◆ Instructions to follow
Pull out each line of the listing below that contains the string "Target".

◆ Stored data
-=-=-
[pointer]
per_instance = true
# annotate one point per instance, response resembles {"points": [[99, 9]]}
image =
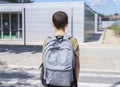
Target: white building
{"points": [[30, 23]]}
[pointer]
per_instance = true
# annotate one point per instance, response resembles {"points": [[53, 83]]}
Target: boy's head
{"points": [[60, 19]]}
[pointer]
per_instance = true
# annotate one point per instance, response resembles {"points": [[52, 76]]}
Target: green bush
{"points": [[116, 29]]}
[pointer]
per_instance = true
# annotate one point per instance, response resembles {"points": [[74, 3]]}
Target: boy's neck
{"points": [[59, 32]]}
-=-=-
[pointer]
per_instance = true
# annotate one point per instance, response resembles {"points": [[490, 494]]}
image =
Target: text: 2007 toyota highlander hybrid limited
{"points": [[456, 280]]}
-=-=-
◆ Exercise result
Target: white building
Target: boy's head
Target: green bush
Target: boy's neck
Target: text: 2007 toyota highlander hybrid limited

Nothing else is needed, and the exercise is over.